- Task to complete
Pick up the Wyoming prairie grouse article from its last sentence and keep writing it.

- Passage to read
Prairie Grouse Primer 2021 – Wyoming


Sharptail prospects look good in Wyoming, while sage grouse could be a challenge

By Marissa Jensen

We will cover Wyoming’s sharptails and sage grouse in two parts, following.

Sharp-tailed Grouse

Wyoming hunters can breathe a sigh of a relief that a record snowstorm which dumped anywhere from 30 to 40 inches of snow in southeastern Wyoming seemed to have minimal effect on sharp-tailed grouse.

“Spring lek surveys indicated that it did not appear to have a negative impact on plains sharp-tailed grouse,” says Martin Hicks, Wildlife Biologist for Wyoming Game and Fish Department. “If anything, the snowstorm vastly improved nesting and brood rearing cover.”

Additionally, spring weather and brood rearing conditions remained favorable in the state, especially compared to previous years. “Conditions, particularly in the Southeast are the best they have been in several years.”

As we head into late summer and the promise of fall, Hicks remarks on the adequate forb and annual weed production that helped boost chick survival. “We expect to see an increase in juvenile plains sharp-tailed grouse in the Southeast.” With male attendance at leks increased and conditions favorable for brood survival, Hicks believes this fall will be better than previous years.

“Hunters should focus on Walk-In Areas in the extreme southeast, particularly Goshen, Laramie, and Platte counties,” shares Hicks.

- Data excerpts
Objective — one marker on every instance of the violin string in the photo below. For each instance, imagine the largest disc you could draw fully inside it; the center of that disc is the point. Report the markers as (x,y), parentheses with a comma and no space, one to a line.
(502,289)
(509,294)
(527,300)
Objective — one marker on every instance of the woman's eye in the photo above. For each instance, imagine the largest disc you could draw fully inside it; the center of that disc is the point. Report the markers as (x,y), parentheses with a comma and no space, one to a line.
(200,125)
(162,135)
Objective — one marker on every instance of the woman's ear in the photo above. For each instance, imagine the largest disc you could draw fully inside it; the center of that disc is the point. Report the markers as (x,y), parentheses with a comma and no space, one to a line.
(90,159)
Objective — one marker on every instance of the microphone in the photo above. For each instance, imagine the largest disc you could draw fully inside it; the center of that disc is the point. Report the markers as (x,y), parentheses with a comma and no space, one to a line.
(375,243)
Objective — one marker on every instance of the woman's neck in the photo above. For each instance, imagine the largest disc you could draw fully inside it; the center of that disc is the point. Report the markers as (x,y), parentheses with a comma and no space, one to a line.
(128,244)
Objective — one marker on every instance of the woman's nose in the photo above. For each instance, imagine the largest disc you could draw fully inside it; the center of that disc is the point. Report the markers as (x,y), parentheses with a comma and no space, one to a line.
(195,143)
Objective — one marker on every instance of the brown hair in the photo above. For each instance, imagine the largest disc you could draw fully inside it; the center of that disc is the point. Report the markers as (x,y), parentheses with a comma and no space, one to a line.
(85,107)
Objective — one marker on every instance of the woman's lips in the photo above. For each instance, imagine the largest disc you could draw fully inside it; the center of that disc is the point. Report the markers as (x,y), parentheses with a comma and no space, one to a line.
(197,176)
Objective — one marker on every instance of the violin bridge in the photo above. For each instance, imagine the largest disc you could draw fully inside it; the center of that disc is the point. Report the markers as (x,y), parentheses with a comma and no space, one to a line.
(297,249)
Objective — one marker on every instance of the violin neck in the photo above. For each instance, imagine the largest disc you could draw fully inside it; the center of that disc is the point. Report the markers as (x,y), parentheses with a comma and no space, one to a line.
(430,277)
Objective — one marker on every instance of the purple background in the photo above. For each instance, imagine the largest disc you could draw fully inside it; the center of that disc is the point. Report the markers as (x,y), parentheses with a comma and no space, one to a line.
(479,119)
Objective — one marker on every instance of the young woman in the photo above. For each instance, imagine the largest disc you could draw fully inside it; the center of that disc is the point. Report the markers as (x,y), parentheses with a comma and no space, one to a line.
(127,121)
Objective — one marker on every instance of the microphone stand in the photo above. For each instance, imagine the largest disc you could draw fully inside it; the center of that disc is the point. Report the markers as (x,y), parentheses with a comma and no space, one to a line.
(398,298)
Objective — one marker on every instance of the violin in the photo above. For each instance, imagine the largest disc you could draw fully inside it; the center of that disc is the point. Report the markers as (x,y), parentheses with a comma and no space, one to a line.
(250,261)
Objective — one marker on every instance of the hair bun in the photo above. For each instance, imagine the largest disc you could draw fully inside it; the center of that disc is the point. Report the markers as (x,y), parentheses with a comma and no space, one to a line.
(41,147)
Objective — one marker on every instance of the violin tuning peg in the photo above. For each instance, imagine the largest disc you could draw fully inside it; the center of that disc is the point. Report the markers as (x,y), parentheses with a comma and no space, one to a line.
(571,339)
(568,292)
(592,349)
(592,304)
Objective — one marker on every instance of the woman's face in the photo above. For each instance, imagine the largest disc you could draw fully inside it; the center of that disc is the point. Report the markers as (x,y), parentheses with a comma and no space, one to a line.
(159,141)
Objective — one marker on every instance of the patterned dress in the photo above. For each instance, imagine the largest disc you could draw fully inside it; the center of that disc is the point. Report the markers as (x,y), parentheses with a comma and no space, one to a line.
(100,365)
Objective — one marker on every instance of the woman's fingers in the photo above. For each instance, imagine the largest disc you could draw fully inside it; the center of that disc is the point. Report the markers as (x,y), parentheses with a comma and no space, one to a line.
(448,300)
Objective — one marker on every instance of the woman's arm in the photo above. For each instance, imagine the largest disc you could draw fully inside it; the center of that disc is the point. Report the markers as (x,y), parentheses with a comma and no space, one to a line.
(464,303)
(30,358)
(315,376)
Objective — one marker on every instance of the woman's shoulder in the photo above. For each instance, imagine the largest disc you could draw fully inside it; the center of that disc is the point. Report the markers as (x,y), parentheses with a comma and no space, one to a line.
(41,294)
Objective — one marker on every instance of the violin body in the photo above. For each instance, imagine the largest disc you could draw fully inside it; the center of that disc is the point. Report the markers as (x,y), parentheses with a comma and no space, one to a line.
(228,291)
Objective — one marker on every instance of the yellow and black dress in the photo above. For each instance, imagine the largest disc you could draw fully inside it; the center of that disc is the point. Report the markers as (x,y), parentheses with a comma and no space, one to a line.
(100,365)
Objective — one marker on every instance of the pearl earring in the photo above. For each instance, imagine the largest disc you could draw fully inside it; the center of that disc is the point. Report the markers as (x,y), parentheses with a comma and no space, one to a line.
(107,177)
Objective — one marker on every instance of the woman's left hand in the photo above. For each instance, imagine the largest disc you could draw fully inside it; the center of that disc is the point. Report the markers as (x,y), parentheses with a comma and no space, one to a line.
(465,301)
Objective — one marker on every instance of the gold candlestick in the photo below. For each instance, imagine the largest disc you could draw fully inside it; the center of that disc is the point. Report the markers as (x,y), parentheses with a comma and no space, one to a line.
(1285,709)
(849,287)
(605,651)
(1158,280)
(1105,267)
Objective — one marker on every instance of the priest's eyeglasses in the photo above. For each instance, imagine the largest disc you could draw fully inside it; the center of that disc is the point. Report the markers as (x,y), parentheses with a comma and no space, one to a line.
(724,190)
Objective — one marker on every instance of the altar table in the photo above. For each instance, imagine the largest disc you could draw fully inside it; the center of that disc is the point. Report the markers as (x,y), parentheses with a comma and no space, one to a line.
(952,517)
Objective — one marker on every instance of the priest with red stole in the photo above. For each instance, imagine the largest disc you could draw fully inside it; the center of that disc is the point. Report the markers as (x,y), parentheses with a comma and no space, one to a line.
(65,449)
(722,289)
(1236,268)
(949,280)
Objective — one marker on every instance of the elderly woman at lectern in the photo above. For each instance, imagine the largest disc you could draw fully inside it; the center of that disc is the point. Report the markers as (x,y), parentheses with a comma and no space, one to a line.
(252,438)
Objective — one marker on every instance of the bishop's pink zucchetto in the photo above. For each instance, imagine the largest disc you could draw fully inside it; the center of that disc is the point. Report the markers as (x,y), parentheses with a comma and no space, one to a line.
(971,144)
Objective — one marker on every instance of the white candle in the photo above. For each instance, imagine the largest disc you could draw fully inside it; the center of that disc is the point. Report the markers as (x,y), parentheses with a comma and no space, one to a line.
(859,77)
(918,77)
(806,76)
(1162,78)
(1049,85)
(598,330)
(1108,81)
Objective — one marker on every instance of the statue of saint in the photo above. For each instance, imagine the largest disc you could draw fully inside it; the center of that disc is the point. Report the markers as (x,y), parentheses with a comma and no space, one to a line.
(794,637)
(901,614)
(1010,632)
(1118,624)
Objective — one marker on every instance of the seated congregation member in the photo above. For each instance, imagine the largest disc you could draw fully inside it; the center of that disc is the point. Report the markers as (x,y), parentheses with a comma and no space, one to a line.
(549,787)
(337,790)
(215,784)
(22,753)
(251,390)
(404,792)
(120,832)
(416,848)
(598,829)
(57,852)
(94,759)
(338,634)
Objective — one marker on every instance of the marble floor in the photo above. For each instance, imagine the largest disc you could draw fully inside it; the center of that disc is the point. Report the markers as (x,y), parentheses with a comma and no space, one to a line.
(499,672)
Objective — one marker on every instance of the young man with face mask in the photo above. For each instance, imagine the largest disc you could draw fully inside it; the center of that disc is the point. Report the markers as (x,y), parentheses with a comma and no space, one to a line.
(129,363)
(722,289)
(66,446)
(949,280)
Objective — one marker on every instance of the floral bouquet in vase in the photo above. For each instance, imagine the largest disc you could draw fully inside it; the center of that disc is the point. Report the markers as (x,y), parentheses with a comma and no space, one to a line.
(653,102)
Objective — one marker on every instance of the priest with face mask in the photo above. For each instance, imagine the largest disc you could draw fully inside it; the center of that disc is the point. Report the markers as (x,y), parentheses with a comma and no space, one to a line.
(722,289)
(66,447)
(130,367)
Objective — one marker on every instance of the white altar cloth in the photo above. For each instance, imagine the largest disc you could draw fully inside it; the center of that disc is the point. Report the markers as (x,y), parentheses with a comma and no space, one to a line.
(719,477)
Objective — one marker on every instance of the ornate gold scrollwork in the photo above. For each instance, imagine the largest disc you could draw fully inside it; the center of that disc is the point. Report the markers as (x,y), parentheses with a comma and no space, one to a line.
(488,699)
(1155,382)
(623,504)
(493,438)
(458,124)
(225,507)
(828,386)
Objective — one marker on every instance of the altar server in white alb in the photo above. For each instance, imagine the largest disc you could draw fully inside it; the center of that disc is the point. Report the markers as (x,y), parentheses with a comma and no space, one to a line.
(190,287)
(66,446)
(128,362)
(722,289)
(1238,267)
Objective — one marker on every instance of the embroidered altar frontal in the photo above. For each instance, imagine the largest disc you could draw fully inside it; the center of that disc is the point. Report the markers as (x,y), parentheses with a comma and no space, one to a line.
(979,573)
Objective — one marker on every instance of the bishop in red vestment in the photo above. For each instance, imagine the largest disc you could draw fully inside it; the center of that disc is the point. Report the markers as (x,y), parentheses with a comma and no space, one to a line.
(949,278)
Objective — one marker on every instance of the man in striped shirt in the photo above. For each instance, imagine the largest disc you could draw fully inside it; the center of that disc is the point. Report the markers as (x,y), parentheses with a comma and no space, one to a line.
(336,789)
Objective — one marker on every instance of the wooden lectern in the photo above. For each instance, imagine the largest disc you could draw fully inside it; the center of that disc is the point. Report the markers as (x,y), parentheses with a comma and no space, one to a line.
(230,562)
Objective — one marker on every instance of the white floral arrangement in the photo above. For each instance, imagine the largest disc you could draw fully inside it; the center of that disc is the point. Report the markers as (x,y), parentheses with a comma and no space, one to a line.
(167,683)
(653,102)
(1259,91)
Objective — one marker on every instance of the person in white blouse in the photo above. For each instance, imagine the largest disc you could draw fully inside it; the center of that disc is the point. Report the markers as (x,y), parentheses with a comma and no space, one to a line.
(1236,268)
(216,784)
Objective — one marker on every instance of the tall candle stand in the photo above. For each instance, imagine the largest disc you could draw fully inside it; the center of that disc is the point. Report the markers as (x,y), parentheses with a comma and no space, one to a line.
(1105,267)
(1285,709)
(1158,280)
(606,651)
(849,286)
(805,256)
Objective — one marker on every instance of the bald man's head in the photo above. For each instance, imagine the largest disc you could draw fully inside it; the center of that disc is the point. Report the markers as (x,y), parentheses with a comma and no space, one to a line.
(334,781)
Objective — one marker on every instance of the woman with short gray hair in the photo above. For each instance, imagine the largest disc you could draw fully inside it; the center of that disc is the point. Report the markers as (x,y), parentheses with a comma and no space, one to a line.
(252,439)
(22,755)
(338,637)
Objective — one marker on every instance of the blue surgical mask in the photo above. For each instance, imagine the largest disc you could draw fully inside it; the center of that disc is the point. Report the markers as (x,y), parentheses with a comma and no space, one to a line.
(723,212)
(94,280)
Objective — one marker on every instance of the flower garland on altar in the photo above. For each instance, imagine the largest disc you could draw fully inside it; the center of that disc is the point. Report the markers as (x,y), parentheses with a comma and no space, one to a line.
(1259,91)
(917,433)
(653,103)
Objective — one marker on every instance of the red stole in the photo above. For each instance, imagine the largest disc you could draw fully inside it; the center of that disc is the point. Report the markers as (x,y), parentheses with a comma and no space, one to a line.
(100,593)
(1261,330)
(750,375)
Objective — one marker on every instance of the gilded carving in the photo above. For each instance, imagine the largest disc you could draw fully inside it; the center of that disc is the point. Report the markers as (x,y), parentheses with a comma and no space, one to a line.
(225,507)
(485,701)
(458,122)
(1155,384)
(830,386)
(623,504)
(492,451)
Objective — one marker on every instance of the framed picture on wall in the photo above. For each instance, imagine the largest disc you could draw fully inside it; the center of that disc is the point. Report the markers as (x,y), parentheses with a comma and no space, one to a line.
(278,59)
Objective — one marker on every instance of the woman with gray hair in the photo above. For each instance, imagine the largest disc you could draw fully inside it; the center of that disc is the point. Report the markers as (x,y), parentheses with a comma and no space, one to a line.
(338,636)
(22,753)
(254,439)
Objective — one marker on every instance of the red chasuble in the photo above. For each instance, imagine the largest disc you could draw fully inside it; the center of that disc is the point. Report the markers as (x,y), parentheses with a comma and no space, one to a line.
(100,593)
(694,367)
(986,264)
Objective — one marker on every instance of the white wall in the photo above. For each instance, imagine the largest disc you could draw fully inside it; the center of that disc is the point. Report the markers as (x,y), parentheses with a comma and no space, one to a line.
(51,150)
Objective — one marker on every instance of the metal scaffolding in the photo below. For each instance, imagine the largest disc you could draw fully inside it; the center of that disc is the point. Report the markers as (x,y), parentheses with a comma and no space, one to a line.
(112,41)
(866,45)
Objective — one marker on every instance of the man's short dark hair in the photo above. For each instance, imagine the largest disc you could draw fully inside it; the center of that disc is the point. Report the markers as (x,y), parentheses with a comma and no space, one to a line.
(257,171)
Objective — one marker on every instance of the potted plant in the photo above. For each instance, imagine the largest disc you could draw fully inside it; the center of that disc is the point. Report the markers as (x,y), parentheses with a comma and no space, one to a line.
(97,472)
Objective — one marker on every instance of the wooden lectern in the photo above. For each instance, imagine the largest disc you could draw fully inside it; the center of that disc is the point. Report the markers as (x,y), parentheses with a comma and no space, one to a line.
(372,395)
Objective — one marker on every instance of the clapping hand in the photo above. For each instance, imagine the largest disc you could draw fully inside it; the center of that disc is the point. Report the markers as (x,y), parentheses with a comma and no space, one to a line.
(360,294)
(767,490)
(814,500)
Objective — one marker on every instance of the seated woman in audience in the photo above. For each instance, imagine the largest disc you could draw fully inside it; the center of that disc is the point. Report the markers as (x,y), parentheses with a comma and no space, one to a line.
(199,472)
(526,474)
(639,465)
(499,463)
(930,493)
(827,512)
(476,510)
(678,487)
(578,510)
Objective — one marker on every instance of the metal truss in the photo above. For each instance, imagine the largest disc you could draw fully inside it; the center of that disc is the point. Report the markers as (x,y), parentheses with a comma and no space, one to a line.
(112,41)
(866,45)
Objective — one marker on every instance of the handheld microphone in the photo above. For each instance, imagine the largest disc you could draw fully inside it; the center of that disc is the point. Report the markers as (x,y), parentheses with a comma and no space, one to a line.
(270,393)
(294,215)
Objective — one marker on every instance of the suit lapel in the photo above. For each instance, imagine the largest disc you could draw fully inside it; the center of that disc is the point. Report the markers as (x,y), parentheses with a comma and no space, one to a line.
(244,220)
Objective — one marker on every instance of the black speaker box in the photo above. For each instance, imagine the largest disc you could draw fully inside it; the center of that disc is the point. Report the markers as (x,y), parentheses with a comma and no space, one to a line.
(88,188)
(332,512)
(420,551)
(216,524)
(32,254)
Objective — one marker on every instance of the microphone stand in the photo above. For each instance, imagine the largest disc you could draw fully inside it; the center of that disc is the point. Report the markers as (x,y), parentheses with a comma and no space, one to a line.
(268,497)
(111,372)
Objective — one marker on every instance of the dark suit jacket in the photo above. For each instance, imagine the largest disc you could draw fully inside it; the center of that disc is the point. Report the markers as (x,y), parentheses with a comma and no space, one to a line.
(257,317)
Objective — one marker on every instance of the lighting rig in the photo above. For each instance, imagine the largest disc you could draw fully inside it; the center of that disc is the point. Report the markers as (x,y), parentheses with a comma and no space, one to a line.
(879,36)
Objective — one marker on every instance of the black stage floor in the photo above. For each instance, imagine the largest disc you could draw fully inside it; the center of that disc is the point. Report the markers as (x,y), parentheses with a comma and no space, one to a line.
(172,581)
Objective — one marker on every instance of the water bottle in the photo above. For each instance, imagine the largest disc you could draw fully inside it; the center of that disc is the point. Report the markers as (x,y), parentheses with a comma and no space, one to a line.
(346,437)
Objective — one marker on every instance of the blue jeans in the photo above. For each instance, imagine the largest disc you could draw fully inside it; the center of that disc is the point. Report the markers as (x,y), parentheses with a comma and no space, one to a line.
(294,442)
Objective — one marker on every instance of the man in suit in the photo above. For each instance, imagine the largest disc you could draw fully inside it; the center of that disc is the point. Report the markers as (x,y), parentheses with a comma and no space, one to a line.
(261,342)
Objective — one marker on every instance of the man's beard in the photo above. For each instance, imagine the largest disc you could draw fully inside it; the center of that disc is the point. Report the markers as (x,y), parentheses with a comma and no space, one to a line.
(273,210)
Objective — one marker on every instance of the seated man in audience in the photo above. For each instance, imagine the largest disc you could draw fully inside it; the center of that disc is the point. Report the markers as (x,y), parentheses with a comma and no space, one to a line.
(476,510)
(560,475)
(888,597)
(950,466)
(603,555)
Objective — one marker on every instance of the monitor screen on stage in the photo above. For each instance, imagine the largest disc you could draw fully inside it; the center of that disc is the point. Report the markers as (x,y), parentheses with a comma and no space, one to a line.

- Reply to the task
Greater Sage Grouse

Like the sharp-tailed grouse, sage grouse seemed to fare well over the 2020-2021 winter. But the drought conditions Wyoming experienced in most of its sagebrush ecosystems are not ideal conditions for nesting and brood-rearing. 

“The habitat is dry with not many ‘green zones’ available to supply chicks with the necessary food items of insects and forbs,” says Leslie Schreiber, sage grouse/sagebrush biologist for Wyoming Game & Fish Dept. “We are expecting sage grouse numbers to be down this year compared to last year, because our wing data collected last year suggested a chick ration of 1.1 chicks per hen, which is below the threshold of 1.5 chicks per hen necessary to sustain a stable population.”

Schreiber shares that the areas which traditionally hold high numbers of sage grouse are still good places to hunt due to the large, contiguous stands of sagebrush which support larger populations of sage-grouse. Schreiber recommends hunters look to the southwest region and its virtually endless public lands for success this season.

Nebraskan and prairie grouse hunter Marissa Jensen shot her first sage grouse last fall in The Cowboy State.